§ **QUESTIONS ON THE MATERIAL**:
1. Answer these questions about the news report on Larry Schwartz:
(a) Since what year has Schwartz served on the Metropolitan Transportation Authority's board?
(b) How many days has Hochul given herself to decide which Cuomo-era officials to keep?
(c) Which Cuomo aide directed Schwartz to call county executives across the state?
2. Carry on the news report about Larry Schwartz and Governor Hochul from the point where it stops.

** Opening EXCERPT TO READ block **

Larry Schwartz, an MTA board member and close ally of disgraced former Governor Andrew Cuomo, won’t get a post in Governor Kathy Hochul’s administration, she said Wednesday, Sept. 8.
“Larry Schwartz is not part of my administration,” Hochul told reporters during a press conference when asked about future appointments.
Hochul has been in office for just over two weeks after her predecessor stepped down due to a slew of sexual harassment allegations, and she has given herself a 45-day timeframe to decide on which Cuomo-era officials to keep and which to ditch at several state agencies.
Schwartz has served on the Metropolitan Transportation Authority’s board since 2015 and up until April volunteered as Cuomo’s “vaccine czar,” tasked with distributing the life-saving shots to local governments across the Empire State.
During that time, Schwartz was directed by Cuomo aide Melissa DeRosa to call county executives across the state to gauge their support for the scandal-scarred governor amid mounting sexual harassment allegations, according to the bombshell probe by state Attorney General Letitia James.

** Closing EXCERPT TO READ block **
** Opening DATASET ENTRIES block **

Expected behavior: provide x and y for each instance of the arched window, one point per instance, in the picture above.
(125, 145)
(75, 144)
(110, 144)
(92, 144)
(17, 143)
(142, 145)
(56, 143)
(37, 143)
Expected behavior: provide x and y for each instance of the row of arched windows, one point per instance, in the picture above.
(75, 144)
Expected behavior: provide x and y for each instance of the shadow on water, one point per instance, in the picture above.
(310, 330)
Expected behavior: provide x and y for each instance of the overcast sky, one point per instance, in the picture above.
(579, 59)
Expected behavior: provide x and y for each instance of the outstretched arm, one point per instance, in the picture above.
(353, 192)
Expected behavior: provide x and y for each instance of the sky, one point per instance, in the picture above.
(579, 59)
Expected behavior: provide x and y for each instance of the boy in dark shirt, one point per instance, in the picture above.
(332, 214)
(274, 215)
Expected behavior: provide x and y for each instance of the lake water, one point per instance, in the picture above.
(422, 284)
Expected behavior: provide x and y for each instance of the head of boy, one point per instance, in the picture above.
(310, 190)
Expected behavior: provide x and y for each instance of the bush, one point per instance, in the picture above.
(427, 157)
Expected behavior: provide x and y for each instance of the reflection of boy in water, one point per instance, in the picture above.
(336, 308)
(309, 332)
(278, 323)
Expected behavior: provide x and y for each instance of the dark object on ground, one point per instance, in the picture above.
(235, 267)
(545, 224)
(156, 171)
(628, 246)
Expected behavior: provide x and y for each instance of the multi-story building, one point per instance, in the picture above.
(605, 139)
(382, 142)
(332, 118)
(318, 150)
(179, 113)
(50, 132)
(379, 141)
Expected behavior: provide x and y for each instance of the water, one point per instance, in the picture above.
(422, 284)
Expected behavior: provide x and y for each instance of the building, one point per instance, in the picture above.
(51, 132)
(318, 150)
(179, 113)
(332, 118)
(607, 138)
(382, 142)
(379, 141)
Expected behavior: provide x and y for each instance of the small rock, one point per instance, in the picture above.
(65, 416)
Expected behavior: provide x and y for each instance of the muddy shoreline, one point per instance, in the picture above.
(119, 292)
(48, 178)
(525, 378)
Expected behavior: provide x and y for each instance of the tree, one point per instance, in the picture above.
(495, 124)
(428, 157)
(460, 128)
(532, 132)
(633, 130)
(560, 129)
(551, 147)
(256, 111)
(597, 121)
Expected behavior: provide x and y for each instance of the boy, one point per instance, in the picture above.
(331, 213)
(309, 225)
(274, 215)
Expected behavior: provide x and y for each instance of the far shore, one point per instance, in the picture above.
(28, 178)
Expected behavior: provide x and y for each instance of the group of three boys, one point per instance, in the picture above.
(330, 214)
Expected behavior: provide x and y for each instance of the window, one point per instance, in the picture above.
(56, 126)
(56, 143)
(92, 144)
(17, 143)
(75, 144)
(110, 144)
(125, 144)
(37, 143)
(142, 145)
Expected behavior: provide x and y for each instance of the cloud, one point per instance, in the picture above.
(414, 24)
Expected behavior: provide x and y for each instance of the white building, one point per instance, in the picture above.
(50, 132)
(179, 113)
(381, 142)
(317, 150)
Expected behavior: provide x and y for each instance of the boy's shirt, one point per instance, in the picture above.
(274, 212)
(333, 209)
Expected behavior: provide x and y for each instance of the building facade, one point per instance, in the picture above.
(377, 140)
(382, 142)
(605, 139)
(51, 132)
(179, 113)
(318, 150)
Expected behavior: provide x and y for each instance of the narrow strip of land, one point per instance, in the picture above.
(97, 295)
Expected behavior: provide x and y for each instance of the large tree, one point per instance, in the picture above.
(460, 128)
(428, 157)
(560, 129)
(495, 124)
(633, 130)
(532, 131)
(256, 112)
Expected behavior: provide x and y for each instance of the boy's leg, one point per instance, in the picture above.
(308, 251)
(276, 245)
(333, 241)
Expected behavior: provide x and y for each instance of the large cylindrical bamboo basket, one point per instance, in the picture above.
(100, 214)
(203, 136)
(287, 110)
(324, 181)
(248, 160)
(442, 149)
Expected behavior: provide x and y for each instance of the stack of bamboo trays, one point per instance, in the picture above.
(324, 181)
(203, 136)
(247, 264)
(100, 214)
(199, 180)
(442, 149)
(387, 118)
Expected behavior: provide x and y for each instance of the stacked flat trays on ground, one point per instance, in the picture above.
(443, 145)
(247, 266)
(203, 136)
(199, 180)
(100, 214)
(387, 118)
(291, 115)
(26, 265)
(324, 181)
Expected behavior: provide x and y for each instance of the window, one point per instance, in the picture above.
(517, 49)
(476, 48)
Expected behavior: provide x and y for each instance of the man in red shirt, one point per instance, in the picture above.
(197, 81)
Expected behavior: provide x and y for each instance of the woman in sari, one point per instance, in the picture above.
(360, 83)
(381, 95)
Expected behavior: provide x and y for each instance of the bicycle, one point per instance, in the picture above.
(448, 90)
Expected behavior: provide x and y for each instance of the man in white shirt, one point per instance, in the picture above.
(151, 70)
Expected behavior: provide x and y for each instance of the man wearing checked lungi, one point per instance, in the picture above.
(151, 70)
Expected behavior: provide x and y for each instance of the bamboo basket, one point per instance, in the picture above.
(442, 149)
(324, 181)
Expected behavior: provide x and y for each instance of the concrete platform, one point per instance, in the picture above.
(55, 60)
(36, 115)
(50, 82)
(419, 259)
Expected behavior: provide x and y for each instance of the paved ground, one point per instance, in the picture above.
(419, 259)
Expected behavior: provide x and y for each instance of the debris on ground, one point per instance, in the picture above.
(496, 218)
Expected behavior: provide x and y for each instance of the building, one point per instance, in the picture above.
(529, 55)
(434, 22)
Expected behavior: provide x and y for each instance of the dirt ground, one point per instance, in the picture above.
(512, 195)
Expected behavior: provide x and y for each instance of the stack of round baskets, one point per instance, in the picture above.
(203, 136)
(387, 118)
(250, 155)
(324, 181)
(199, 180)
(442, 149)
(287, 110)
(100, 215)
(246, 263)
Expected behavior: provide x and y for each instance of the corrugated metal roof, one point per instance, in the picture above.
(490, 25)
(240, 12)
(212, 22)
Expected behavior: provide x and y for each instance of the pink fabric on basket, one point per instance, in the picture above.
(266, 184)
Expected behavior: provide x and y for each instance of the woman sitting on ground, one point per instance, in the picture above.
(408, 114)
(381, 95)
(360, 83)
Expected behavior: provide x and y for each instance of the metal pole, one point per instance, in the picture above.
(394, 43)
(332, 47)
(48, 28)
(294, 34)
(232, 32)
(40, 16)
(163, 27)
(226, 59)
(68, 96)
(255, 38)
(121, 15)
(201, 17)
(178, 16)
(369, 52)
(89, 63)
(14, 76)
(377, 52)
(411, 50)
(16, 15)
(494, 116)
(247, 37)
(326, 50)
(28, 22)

** Closing DATASET ENTRIES block **

§ **ANSWERS IN ORDER**:
1.
(a) 2015
(b) 45 days
(c) Melissa DeRosa

2.
He previously served as secretary to Cuomo in 2011 as well as former Governor David Paterson before that, and became chief strategy officer of the airport concessions company OTG in 2015, a firm which recently drew scrutiny for charging sky-high prices for products like beer and fries.
Hochul did not specify whether she would ask Schwartz to step down from his MTA board position.
He previously told the New York Post he was “tired of being on it,” but that he would stay on the 21-member board if the governor wants him to.
Schwartz did not immediately respond to requests seeking comment.
The new governor vowed to “professionalize” the boards of both the MTA and the Port Authority of New York and New Jersey.
“I have already asked for leadership of the MTA, the Port Authority, anyone else who oversees an agency in the State of New York: Give me the names of the best and brightest,” Hochul said. “Tell me who are the most respected in these fields, and I want a diverse group of individuals to represent all New Yorkers, especially people who are the ones who are the consumers of our transportation services, whether it’s airplanes, trains, subways, buses.”
She said she has confidence the two Cuomo-appointees leading those massive agencies, including Port Authority executive director Rick Cotton and acting MTA chief Janno Lieber.
Large projects left in limbo after Cuomo’s departure last month are also on the docket for Hochul, including the LaGuardia AirTrain and the Empire Station Complex near Penn Station, and she teased more announcements on those schemes soon.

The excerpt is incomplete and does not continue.